→ **WHAT THIS TASK INVOLVES**
Can you recast the material as a two-column CSV with columns input and output, each row pairing one input with its answer, both in quoted fields with line breaks turned into spaces? Begin at the start of the material and stop after the line that contains "53 168 L 61".

→ **RAW DATA**
* * * * * * *

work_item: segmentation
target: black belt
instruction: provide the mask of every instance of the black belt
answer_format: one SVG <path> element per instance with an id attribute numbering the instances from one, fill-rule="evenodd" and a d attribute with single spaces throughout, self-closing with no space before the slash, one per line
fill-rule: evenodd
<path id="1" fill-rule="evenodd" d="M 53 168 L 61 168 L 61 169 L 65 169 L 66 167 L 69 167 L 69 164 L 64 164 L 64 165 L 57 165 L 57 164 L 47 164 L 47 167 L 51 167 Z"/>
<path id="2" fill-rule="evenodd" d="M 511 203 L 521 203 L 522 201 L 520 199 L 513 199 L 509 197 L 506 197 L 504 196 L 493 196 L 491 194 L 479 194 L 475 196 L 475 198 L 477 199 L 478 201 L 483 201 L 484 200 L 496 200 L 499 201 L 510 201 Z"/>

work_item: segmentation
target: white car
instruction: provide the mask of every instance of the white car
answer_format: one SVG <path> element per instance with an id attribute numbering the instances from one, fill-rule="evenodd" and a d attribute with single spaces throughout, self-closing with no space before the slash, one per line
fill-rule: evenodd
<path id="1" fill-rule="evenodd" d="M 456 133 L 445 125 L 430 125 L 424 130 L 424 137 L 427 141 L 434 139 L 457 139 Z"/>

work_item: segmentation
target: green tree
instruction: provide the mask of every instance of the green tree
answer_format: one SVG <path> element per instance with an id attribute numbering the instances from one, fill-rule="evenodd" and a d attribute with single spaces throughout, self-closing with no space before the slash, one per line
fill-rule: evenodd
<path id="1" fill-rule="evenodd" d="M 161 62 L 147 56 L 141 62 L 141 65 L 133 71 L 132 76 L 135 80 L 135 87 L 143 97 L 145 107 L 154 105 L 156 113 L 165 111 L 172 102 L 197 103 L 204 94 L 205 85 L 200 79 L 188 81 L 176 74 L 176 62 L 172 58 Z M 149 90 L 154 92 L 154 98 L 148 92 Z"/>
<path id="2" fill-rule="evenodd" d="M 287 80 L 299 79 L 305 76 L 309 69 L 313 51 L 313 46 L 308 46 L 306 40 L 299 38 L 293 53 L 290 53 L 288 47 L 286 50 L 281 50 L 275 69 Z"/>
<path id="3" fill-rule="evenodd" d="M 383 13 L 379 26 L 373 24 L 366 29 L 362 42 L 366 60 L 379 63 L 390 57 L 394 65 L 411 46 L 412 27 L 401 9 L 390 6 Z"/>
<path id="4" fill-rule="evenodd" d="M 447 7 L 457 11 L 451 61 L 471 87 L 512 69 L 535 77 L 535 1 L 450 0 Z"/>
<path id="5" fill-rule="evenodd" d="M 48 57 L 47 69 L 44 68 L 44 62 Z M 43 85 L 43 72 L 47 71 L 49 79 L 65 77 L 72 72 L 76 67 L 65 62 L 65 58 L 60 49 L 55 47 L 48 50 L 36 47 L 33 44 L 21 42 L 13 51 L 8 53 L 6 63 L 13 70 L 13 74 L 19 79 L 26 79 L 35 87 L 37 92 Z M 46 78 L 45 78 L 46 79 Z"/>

* * * * * * *

→ **TASK RESPONSE**
input,output
"work_item: segmentation target: black belt instruction: provide the mask of every instance of the black belt answer_format: one SVG <path> element per instance with an id attribute numbering the instances from one, fill-rule=""evenodd"" and a d attribute with single spaces throughout, self-closing with no space before the slash, one per line fill-rule: evenodd","<path id=""1"" fill-rule=""evenodd"" d=""M 53 168 L 61 168 L 61 169 L 65 169 L 66 167 L 69 167 L 69 164 L 64 164 L 64 165 L 57 165 L 57 164 L 47 164 L 47 167 L 51 167 Z""/>"